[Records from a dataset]
-- start --

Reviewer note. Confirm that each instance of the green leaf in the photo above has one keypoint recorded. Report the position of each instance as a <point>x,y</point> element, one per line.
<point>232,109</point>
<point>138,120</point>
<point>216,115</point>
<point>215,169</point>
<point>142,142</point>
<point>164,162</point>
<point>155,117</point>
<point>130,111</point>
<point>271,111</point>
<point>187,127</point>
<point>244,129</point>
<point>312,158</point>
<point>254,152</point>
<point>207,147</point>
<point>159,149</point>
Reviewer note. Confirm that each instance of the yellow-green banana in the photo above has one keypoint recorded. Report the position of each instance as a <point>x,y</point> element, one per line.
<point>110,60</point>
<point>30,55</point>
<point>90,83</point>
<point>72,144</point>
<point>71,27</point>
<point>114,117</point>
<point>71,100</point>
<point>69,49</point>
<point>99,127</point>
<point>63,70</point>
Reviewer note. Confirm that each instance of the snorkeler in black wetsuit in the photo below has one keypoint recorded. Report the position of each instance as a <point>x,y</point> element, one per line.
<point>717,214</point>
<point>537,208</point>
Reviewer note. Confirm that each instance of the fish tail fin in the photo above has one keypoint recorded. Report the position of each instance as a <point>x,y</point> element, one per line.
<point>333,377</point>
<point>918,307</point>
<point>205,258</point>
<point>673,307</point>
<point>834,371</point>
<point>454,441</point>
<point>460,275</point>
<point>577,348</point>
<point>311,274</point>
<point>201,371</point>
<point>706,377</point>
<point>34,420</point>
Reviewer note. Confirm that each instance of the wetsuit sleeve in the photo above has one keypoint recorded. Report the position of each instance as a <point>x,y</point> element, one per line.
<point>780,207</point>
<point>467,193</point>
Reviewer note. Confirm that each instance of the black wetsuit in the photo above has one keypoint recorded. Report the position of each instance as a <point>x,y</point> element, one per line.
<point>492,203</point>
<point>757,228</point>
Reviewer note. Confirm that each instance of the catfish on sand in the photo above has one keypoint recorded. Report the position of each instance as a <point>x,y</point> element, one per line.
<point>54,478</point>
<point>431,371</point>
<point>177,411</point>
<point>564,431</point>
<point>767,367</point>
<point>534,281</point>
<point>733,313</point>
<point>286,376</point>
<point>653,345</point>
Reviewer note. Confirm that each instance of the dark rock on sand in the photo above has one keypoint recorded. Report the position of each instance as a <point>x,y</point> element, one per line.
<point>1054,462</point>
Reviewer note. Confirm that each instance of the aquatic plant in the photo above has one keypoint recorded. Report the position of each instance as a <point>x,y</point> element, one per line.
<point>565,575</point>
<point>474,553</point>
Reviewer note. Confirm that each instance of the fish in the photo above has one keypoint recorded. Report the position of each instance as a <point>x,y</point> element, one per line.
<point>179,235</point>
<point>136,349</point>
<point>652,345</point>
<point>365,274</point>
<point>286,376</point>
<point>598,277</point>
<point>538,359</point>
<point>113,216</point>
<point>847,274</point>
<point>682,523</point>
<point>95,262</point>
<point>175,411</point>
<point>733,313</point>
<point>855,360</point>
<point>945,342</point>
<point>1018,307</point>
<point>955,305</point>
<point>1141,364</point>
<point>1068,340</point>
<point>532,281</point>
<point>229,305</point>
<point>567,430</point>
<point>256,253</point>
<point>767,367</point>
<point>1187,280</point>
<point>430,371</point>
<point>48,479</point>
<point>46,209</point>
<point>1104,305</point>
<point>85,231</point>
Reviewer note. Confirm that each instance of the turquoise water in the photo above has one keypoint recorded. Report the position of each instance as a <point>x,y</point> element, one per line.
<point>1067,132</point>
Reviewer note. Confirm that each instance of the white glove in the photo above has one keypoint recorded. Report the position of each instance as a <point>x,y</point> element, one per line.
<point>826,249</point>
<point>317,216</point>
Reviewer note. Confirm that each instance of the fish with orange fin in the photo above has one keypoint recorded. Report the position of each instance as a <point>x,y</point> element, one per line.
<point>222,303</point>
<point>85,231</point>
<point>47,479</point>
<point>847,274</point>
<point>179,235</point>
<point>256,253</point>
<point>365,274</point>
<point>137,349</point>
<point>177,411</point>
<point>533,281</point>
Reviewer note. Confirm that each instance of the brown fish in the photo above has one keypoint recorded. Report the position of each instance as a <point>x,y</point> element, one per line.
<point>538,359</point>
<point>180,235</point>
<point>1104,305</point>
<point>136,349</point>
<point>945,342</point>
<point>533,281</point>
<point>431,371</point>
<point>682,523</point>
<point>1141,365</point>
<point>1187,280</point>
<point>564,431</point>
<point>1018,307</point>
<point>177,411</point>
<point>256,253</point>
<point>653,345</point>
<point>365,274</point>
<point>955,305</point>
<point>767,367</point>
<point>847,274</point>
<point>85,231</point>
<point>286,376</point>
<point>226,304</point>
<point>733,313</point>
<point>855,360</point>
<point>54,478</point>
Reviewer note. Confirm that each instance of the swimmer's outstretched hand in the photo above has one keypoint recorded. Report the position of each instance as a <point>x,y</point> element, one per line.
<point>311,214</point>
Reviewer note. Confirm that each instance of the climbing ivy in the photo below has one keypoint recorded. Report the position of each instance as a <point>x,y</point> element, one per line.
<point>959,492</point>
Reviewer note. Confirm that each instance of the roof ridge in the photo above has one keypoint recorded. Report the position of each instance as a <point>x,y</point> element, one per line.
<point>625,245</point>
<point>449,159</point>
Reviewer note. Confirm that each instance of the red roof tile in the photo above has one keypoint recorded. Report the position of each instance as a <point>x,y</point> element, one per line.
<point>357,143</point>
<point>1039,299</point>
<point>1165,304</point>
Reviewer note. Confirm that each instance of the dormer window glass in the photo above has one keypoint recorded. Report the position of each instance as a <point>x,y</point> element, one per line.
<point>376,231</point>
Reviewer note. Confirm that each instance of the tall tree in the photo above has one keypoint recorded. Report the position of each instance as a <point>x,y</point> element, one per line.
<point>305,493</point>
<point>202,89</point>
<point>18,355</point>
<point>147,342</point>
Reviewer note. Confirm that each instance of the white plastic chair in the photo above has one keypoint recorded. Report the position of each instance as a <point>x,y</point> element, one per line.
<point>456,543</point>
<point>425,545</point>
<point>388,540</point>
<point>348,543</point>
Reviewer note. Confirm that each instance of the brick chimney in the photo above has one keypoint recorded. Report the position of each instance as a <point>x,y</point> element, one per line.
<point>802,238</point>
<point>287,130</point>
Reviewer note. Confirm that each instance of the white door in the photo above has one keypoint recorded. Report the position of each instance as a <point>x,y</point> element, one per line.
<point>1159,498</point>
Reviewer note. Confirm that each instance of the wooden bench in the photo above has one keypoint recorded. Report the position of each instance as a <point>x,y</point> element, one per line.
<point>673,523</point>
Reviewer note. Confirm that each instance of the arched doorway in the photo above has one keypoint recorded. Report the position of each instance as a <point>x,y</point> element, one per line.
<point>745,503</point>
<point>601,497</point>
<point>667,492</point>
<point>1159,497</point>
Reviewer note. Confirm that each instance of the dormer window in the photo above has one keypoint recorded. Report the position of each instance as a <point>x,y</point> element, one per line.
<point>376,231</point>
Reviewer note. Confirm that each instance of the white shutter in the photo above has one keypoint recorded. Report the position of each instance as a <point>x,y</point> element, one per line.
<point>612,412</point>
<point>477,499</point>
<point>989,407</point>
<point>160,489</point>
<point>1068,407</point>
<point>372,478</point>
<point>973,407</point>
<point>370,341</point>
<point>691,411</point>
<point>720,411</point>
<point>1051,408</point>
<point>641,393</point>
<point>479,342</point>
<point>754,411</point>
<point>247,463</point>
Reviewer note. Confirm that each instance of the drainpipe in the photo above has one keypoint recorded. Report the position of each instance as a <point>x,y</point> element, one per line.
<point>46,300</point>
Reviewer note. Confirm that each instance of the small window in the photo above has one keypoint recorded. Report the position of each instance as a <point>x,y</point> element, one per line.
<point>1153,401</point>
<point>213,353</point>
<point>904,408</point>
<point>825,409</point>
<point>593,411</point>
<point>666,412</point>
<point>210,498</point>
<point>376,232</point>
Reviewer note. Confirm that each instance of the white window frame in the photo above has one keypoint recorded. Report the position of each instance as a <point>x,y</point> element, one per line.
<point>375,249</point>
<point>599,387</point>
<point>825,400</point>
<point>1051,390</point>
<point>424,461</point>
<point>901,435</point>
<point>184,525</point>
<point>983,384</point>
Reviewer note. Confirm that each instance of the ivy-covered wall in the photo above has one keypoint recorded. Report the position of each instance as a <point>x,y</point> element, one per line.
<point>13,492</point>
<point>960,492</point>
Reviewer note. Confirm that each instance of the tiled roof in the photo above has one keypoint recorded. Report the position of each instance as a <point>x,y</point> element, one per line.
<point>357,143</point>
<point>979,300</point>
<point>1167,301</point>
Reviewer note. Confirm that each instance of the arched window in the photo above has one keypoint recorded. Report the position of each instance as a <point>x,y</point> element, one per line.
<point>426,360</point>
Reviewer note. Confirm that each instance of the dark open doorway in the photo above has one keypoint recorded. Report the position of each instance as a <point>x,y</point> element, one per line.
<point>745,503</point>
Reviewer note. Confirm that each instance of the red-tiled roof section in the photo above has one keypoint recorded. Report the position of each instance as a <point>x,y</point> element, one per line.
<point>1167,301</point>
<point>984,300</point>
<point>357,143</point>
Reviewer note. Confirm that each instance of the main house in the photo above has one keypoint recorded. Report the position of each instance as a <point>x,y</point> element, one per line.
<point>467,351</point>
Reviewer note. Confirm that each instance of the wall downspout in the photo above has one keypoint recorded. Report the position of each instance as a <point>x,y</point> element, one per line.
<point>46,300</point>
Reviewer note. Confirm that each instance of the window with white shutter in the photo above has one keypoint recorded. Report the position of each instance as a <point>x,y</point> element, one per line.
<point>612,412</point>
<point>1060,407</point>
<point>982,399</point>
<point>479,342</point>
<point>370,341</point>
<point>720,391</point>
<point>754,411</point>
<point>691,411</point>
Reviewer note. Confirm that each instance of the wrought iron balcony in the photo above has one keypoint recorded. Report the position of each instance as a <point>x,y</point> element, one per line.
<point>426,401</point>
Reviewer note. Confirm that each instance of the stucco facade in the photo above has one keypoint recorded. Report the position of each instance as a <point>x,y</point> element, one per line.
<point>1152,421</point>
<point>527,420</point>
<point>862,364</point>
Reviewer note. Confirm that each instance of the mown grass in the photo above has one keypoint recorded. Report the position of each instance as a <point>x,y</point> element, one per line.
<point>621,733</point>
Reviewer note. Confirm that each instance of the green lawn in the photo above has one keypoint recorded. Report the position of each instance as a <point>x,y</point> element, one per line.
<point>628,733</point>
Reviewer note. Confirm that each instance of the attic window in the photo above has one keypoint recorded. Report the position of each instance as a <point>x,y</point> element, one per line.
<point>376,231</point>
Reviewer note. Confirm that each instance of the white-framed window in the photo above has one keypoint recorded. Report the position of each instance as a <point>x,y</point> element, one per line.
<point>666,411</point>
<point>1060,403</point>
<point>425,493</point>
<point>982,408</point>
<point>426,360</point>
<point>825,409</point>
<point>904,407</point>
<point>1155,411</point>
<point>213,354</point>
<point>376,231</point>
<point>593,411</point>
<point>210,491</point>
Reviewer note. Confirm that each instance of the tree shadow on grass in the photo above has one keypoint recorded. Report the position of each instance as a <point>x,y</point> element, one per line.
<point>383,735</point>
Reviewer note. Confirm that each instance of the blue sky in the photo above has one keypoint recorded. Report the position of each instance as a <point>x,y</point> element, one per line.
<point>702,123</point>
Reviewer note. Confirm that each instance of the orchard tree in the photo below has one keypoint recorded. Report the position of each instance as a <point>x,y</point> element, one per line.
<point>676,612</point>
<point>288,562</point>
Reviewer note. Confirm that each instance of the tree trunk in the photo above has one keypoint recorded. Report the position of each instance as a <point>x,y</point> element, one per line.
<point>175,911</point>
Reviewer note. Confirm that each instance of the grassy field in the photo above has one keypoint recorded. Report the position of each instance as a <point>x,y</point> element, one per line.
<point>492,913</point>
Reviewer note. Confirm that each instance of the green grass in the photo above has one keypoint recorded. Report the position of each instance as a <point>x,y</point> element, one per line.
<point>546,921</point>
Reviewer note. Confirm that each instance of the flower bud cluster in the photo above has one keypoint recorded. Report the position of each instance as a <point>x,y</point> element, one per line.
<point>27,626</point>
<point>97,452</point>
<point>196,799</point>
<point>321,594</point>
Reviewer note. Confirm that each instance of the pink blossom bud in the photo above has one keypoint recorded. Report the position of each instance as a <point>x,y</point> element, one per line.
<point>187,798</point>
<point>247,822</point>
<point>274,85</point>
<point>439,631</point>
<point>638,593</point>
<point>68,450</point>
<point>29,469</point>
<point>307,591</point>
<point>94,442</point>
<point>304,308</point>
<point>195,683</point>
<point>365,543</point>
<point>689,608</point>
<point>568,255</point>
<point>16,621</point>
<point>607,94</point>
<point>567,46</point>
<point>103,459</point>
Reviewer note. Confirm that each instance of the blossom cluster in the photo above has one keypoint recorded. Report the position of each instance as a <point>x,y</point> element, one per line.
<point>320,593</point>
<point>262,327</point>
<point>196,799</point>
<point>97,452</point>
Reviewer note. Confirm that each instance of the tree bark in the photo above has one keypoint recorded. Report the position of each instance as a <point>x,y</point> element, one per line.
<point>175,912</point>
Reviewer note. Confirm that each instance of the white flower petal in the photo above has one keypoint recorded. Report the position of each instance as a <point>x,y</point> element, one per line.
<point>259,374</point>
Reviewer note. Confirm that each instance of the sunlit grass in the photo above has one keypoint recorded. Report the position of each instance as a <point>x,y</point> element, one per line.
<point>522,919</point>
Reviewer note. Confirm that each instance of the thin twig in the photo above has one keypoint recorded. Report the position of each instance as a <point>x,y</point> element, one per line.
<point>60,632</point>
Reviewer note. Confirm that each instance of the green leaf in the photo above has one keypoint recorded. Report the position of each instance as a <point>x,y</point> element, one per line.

-- end --

:: Directions for this task ::
Please quote the records from the line that contains "Reviewer note. Confirm that each instance of the tiled" through the line that contains "<point>426,401</point>", keeping every line the same, both ends included.

:: The solution ::
Reviewer note. Confirm that each instance of the tiled roof in the photo above has one keypoint recorded. Report the position of each instance as a <point>x,y</point> element, one per line.
<point>357,143</point>
<point>979,300</point>
<point>1167,301</point>
Reviewer note. Confirm that each instance of the arched window in the photo above has one keypoint recorded. Report the position of each instance as a <point>x,y</point> element, one per line.
<point>426,360</point>
Reviewer note. Confirm that each instance of the dark open doorway in the photo above has one keypoint recorded. Report the position of each instance as a <point>x,y</point> element, one per line.
<point>745,503</point>
Reviewer note. Confirm that each instance of the red-tiled roof section in the photo above has one keypoint recorded. Report the position of each instance as a <point>x,y</point> element, one per line.
<point>1167,301</point>
<point>984,300</point>
<point>357,143</point>
Reviewer note. Confirm that each instance of the main house in the photo above has one keypoint recorded. Report the position of each instance as a <point>x,y</point> element, one per line.
<point>467,351</point>
Reviewer note. Confirm that each instance of the wall downspout in the photo above has one keypoint recorded. Report the position of each instance as a <point>x,y</point> element, one per line.
<point>46,300</point>
Reviewer note. Confirm that each instance of the window with white shutter in the photo above has one keypoint recorded. Report the position of each instance as a <point>x,y</point> element, one per line.
<point>612,412</point>
<point>1060,407</point>
<point>982,399</point>
<point>479,342</point>
<point>370,341</point>
<point>720,391</point>
<point>754,411</point>
<point>691,411</point>
Reviewer note. Confirm that each instance of the wrought iron balcony in the photo above has one keypoint recorded. Report the position of each instance as a <point>x,y</point> element, one per line.
<point>426,401</point>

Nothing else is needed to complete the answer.